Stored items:
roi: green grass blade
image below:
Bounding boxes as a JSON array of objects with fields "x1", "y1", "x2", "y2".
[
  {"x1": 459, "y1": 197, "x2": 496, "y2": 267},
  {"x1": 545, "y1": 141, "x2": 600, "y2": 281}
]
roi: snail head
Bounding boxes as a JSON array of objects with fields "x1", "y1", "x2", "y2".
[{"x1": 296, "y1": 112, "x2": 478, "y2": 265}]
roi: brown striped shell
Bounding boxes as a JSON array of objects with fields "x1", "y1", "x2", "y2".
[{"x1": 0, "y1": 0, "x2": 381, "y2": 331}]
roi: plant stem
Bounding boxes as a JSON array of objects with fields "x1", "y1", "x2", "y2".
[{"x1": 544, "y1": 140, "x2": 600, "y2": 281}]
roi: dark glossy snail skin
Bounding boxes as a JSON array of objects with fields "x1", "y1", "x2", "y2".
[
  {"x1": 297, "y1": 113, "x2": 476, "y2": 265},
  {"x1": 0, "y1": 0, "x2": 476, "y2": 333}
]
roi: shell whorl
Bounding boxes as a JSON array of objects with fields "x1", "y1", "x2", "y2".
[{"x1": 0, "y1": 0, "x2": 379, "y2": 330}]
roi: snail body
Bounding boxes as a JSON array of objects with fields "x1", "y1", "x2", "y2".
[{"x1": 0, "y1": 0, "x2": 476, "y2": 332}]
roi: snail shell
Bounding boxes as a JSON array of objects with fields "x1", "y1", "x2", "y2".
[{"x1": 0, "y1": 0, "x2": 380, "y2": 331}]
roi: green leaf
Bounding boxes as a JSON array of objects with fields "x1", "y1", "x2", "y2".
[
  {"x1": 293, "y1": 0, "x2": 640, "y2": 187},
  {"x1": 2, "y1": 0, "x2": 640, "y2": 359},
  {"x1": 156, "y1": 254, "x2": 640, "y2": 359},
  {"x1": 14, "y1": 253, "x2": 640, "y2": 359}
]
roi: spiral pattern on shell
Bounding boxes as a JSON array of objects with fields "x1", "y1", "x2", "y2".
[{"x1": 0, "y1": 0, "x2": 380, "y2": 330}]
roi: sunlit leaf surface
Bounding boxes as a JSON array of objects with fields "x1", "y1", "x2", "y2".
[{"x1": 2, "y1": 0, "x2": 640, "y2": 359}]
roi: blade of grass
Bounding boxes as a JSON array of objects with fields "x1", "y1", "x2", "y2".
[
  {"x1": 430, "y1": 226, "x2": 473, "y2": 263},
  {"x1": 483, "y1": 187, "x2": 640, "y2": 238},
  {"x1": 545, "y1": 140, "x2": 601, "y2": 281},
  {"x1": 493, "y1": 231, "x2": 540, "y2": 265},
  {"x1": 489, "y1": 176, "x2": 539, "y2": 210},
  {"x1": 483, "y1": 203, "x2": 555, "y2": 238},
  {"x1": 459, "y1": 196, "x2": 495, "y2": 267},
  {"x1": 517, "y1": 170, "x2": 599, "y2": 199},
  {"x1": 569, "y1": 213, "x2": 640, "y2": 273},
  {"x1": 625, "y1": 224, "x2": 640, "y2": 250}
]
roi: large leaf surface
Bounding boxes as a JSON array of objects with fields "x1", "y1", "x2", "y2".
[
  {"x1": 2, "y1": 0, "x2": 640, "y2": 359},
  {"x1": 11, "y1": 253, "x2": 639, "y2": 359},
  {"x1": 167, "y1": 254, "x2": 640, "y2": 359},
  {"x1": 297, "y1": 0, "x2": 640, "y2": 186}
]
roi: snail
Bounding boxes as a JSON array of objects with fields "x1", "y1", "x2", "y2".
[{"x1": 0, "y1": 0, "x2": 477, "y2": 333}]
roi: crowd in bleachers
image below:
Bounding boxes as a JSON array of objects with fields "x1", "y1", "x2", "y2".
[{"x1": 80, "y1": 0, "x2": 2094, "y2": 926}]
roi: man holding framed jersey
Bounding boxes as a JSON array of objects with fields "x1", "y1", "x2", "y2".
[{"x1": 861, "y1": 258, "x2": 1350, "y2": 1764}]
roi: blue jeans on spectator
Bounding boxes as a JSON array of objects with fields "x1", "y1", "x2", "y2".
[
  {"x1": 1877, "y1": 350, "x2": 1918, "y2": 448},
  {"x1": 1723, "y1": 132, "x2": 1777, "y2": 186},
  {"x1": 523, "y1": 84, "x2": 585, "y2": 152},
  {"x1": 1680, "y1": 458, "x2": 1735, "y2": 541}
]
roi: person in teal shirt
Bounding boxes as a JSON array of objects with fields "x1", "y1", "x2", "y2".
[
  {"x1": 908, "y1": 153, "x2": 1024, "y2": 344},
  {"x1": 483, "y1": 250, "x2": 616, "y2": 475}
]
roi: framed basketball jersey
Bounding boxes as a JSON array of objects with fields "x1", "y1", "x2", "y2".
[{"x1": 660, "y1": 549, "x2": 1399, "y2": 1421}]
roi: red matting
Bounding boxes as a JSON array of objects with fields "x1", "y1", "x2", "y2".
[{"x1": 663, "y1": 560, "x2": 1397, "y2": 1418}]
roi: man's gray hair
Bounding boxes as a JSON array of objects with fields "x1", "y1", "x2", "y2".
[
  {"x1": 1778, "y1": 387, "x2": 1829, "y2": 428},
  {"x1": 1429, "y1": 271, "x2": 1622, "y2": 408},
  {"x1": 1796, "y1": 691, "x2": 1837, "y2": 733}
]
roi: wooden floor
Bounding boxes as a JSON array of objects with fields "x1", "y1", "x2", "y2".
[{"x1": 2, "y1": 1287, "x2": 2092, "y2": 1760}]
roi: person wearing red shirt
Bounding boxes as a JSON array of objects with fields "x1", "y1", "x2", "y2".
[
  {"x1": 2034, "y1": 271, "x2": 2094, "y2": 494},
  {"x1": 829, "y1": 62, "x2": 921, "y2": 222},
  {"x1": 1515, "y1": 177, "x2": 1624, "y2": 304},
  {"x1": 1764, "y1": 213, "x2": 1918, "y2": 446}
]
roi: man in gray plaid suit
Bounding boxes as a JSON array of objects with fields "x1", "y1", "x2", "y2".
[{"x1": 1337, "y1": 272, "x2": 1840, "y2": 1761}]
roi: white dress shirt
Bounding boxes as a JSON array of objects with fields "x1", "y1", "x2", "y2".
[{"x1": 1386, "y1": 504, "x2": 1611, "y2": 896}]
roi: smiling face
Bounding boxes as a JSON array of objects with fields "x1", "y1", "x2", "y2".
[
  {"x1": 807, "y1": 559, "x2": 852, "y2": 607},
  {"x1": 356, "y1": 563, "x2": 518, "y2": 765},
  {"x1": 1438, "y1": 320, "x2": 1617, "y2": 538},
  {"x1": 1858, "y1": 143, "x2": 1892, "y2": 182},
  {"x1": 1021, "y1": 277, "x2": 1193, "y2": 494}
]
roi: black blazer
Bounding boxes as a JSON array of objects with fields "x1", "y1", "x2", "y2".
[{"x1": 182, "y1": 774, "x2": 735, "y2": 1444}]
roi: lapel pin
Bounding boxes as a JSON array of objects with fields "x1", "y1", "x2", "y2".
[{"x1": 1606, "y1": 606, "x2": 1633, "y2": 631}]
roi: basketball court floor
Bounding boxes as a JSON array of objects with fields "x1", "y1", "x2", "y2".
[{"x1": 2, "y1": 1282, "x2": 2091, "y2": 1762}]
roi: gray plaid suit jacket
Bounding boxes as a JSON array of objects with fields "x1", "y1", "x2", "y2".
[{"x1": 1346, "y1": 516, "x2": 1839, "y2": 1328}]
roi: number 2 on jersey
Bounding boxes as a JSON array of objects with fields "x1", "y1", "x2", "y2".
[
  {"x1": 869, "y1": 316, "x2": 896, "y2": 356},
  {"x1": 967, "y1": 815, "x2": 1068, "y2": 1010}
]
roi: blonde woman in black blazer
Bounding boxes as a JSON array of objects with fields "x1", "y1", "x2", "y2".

[Problem description] All the lines that hold the word "basketball" must appear in the answer, copied from the records.

[Answer space]
roi: framed basketball jersey
roi: basketball court floor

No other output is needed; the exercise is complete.